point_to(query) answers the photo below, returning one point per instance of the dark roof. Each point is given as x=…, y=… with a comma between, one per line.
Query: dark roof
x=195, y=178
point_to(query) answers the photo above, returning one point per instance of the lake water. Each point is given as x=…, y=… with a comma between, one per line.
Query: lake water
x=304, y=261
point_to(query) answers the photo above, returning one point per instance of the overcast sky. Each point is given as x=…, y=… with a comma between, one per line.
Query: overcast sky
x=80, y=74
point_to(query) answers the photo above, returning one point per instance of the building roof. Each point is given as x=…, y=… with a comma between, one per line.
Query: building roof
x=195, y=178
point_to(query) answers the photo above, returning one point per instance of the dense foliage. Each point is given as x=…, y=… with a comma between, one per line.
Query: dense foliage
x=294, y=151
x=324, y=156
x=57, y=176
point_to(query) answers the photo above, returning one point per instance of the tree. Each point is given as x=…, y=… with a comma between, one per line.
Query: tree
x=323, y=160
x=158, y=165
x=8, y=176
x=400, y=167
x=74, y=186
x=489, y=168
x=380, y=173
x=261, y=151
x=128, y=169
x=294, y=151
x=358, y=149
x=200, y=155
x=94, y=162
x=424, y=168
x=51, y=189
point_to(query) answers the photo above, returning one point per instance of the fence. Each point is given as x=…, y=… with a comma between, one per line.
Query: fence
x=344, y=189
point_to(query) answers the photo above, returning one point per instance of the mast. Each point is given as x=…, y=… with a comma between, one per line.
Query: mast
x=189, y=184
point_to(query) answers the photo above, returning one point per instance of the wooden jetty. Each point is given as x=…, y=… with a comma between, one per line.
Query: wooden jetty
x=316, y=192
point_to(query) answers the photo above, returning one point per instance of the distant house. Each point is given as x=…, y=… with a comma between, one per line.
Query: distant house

##########

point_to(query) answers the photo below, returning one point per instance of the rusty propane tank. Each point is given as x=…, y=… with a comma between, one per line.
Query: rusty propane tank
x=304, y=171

##########

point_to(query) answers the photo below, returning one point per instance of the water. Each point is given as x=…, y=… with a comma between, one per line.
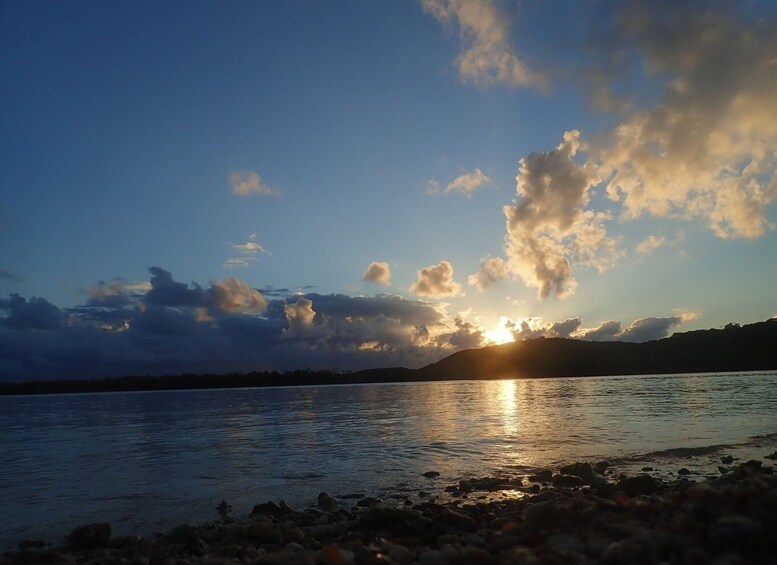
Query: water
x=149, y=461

##########

=== What you will do ===
Once the line with "of the building" is found in the records above, print exactly that line and every line after it through the line with "of the dense".

=== Output for this exercise ===
point_to(query) answers the photo above, returning one point per instance of the building roof. Each point is given as x=…, y=… with a comma between, one per line.
Query: building roof
x=195, y=178
point_to(query) answers the photo above, returning one point per instance of the dense foliage. Each point is given as x=…, y=… with a comma between, one per line.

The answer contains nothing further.